[Start of section]
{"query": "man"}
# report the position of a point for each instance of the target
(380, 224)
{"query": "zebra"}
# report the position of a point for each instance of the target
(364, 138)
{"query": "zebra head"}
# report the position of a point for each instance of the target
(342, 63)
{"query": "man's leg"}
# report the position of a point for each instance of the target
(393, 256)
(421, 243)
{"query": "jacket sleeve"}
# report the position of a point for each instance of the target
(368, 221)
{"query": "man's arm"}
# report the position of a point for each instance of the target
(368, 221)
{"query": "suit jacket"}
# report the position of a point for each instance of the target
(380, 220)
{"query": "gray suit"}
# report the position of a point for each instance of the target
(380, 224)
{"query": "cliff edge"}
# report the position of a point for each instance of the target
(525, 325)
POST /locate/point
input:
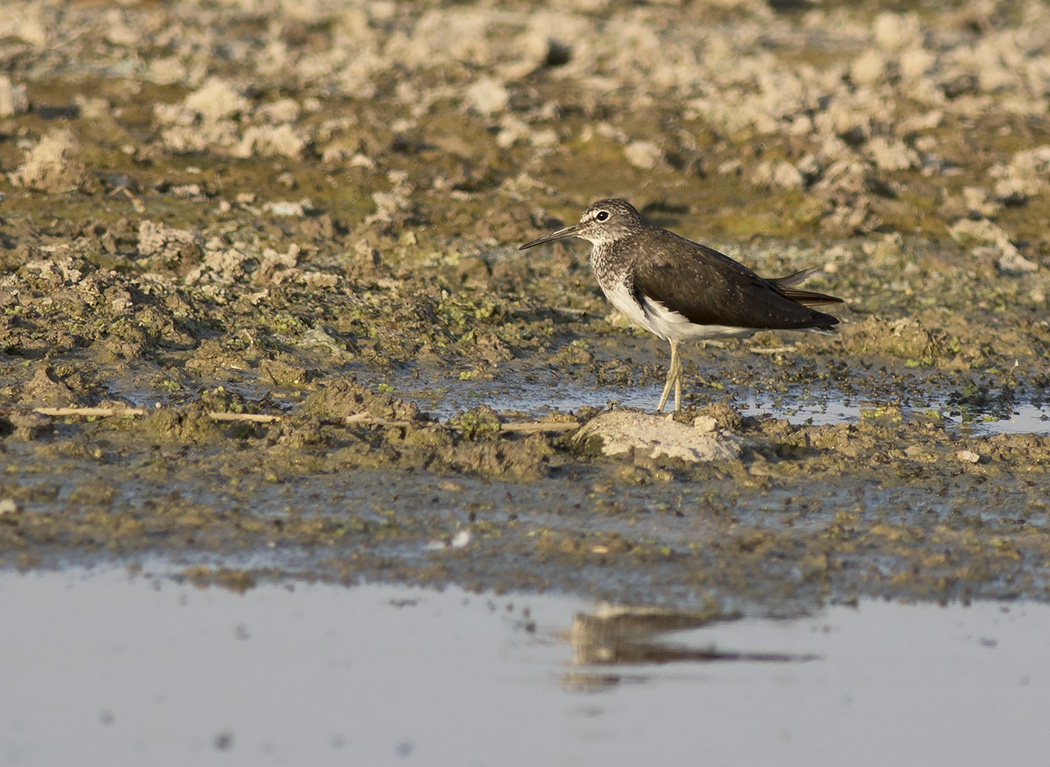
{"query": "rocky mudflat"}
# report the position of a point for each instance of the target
(268, 250)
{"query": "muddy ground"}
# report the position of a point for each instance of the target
(312, 210)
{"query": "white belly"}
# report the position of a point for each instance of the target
(668, 325)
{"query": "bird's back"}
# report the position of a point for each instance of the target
(709, 288)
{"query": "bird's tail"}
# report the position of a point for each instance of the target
(806, 297)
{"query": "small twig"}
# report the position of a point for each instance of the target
(539, 426)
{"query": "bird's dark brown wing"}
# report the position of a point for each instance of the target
(710, 288)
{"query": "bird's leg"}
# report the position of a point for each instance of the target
(673, 377)
(677, 384)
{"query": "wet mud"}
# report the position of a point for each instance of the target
(271, 254)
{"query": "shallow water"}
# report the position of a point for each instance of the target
(101, 667)
(547, 393)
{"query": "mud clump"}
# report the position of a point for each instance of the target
(342, 399)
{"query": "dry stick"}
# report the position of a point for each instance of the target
(362, 418)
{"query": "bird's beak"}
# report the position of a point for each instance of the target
(568, 231)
[End of section]
• [What is required]
Although the records contain pictures, print only the rest, exactly as written.

• [Result]
{"query": "man"}
# report the position of a point for each instance of the target
(380, 224)
{"query": "zebra"}
# report the position of a point for each instance of the target
(364, 138)
{"query": "zebra head"}
# report the position of a point for each instance of the target
(342, 63)
{"query": "man's leg"}
# report the position of a point for each instance of the target
(393, 256)
(421, 243)
{"query": "jacket sleeve"}
# report the position of a point for each instance of the target
(368, 221)
{"query": "man's arm"}
# report the position of a point for each instance of the target
(368, 221)
{"query": "suit jacket"}
# report the position of a point for each instance of the target
(380, 220)
{"query": "gray suit"}
# report the position of a point for each instance of the target
(380, 224)
{"query": "cliff edge"}
# report the position of a point for each instance of the target
(525, 325)
POST /locate/point
input:
{"query": "rocky mudflat"}
# report the position of a point for each instance of the target
(268, 250)
{"query": "muddy ground"}
# report the position of a point for each instance of the target
(312, 210)
{"query": "white belly"}
# report the position of a point for each instance of the target
(668, 325)
{"query": "bird's back"}
# report the position of a point for each instance of the target
(709, 288)
{"query": "bird's tail"}
# report the position of a point for each instance of the target
(806, 297)
{"query": "small twig"}
# report the position of a point for each instance of the target
(539, 426)
{"query": "bird's dark brown wing"}
# report the position of a point for each instance of the target
(710, 288)
{"query": "bird's leg"}
# report the position of a point for each instance of the target
(673, 377)
(677, 384)
{"query": "wet mud"}
# report the position of a point for each instance of the target
(271, 254)
{"query": "shallow water"}
# report the position of a point for each instance of the target
(101, 667)
(547, 393)
{"query": "mud clump"}
# report the position of a point for each instance of the target
(342, 399)
{"query": "dry stick"}
# report the position of a point for each instance of the target
(362, 418)
{"query": "bird's beak"}
# report the position of a point for each instance of the target
(568, 231)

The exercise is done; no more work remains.